## Texto
==============================

El Estado miraba desde la distancia: Catatumbo se convirtió en un laboratorio de lo que significa la ausencia de poder legítimo. El abandono social carreteras destrozadas, escuelas sin maestros, hospitales vacíos fue la semilla de una economía ilegal que se volvió normal. Para un campesino, sembrar coca no era criminalidad: era supervivencia.
El presente que arde
Hoy la ecuación es la misma, pero más caótica. En lugar de dos ejércitos insurgentes, hay una constelación de actores: ELN, disidencias de las FARC, bandas criminales y carteles extranjeros. Cada quien se reparte el botín según la zona, el corredor y la temporada. La disputa no es ideológica, es contable: quién domina más hectáreas de coca, quién controla la trocha hacia Venezuela, quién cobra más “impuestos” a la población.
En 2025, el saldo es sangriento: masacres selectivas, desplazamientos de familias enteras hacia Cúcuta y pueblos fantasmas donde solo quedan perros famélicos. Los niños siguen aprendiendo a contar no con lápices, sino con estampidos de fusiles.
El Gobierno responde con la receta de siempre: “más soldados”. Y sí, los helicópteros sobrevuelan, los comandos desembarcan, los titulares anuncian operaciones “exitosas”. Pero una vez los militares se repliegan, el terreno vuelve a manos de los que realmente conocen la geografía: los ilegales. En Catatumbo, el uniforme verde oliva es visitante; el brazalete rojo o negro es residente.
Las razones del fracaso
El Estado no controla el Catatumbo porque nunca lo ha habitado de verdad.
 • En lo político, Bogotá trata la región como una molestia periférica: se habla de Catatumbo cuando hay una masacre o cuando el mapa del narcotráfico se actualiza, pero jamás como una prioridad de Estado. Los planes sociales llegan tarde, mal financiados o se pierden en la maraña de la corrupción.
 • En lo militar, la estrategia es reactiva: bombardear, ocupar temporalmente, evacuar y dejar un vacío que otro actor llena al día siguiente. La selva y las montañas son aliadas del que sabe esconderse, no del que viene a “imponer orden” con cronograma de oficina.
 • En lo económico, las alternativas a la coca nunca fueron reales: programas de sustitución sin mercados, proyectos agrícolas que no compiten con el dinero fácil de la ilegalidad. El campesino entiende de cifras: con la coca sobrevive; con el cacao o el café se arruina.

==============================

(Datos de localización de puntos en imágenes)

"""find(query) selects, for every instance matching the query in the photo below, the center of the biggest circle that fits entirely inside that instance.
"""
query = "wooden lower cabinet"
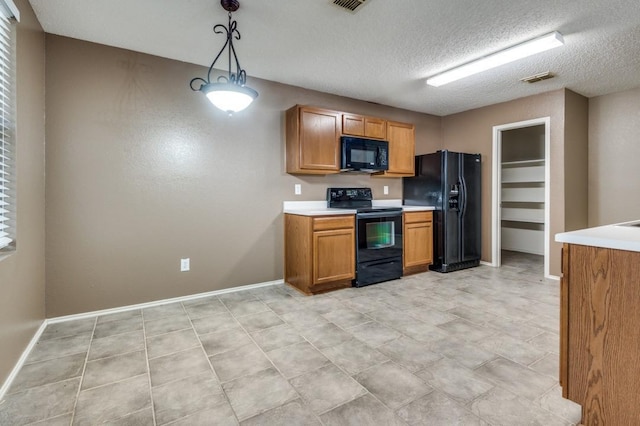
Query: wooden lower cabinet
(417, 241)
(319, 252)
(600, 333)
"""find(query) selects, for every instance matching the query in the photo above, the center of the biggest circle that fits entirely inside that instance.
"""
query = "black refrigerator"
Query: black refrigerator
(450, 181)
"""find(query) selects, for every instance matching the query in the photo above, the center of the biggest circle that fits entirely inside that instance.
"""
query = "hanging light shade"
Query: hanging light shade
(227, 92)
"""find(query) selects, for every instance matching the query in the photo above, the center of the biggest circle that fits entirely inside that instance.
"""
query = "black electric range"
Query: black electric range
(378, 235)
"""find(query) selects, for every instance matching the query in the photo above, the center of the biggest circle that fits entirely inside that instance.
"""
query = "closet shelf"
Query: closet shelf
(523, 162)
(513, 214)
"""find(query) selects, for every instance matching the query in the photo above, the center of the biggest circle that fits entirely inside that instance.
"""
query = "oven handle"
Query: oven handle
(376, 215)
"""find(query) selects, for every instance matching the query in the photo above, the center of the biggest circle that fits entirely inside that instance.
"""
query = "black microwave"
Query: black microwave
(366, 155)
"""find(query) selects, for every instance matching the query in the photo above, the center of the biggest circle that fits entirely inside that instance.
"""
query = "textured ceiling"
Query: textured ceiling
(384, 51)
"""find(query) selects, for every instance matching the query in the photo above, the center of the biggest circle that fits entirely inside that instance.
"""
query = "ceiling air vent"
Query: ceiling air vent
(537, 77)
(351, 5)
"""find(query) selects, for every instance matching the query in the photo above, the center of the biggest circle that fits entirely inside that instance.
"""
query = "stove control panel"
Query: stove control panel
(348, 198)
(349, 194)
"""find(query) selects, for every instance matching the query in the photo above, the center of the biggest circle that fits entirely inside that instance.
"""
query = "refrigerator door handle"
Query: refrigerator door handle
(463, 196)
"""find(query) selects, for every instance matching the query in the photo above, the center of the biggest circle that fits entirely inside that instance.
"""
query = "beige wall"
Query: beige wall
(22, 273)
(141, 171)
(471, 131)
(614, 153)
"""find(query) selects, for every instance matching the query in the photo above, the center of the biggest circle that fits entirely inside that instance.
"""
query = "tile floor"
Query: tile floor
(473, 347)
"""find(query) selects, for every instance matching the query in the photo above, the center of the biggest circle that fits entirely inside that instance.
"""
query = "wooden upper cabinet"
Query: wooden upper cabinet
(369, 127)
(313, 140)
(402, 142)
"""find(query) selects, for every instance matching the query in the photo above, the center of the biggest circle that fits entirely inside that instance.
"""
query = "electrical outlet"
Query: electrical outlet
(185, 265)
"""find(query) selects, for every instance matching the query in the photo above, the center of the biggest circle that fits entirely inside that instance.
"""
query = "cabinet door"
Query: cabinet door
(369, 127)
(333, 255)
(401, 138)
(352, 125)
(375, 128)
(418, 244)
(319, 139)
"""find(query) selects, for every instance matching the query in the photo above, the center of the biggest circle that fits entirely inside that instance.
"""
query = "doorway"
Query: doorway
(520, 204)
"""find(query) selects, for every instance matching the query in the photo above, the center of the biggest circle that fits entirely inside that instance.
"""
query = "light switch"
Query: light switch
(185, 265)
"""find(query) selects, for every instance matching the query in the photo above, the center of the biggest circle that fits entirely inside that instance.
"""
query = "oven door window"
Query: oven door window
(379, 238)
(380, 235)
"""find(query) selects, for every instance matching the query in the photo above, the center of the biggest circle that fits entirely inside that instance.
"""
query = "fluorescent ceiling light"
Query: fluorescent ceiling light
(502, 57)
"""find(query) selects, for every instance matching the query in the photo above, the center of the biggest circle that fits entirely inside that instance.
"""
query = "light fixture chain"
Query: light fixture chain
(229, 92)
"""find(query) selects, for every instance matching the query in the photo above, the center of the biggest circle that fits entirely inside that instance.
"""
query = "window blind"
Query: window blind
(7, 148)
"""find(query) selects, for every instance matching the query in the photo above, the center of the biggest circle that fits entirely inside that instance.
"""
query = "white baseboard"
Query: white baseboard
(25, 354)
(93, 314)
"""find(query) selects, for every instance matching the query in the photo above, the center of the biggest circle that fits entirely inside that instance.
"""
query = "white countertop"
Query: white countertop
(319, 208)
(616, 236)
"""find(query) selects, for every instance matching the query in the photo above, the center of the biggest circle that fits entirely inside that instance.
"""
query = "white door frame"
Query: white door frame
(496, 219)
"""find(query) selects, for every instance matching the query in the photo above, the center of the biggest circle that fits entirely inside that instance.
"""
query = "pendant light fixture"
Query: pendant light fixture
(227, 92)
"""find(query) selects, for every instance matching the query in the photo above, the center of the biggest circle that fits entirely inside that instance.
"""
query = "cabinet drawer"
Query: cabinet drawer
(333, 222)
(413, 217)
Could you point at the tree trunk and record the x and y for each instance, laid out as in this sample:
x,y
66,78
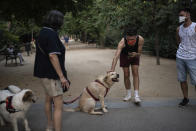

==============================

## Consigna A
Según el texto sobre el Catatumbo, ¿hacia qué ciudad se desplazan familias enteras en 2025?
## Consigna B
Escribe la continuación del texto sobre el Catatumbo a partir de su última frase.

## Respuesta A
Hacia Cúcuta.

## Respuesta B
 • En lo internacional, la frontera con Venezuela es un colador: allí se cruzan armas, dr**as y hombres como si nada. Mientras Bogotá y Caracas se lanzan discursos, los grupos armados cruzan de lado a lado sin necesidad de pasaporte.
Una tierra en manos de otros
El Catatumbo funciona como un país dentro del país. Aquí, la autoridad no es el alcalde ni el gobernador, sino quien tenga más hombres armados. La justicia no la dicta un juez, la dicta el comandante del grupo de turno. Y la seguridad no la garantiza el Estado, sino la extorsión que cada familia paga para seguir respirando.
La paradoja es brutal: Colombia gasta millones en operativos militares, pero no invierte lo mínimo en hospitales o en escuelas rurales. Los campesinos lo saben, lo dicen con resignación: “Aquí el Gobierno solo llega cuando hay muertos”.
El futuro que se repite
Catatumbo seguirá en la penumbra mientras se insista en la fórmula del “operativo relámpago” sin proyecto civil, mientras se siga combatiendo la coca con erradicación a la fuerza y no con alternativas reales de economía legal. Y, sobre todo, mientras Bogotá siga mirando a esta región como un territorio lejano, cuando en realidad es el espejo que refleja lo que ocurre cuando un país abandona a su propia gente.
La frontera del Catatumbo no divide dos países. Divide dos Colombias: la que vive de discursos en la capital y la que sobrevive entre coca, fusiles y promesas rotas. Y hasta ahora, la segunda siempre le ha ganado a la primera.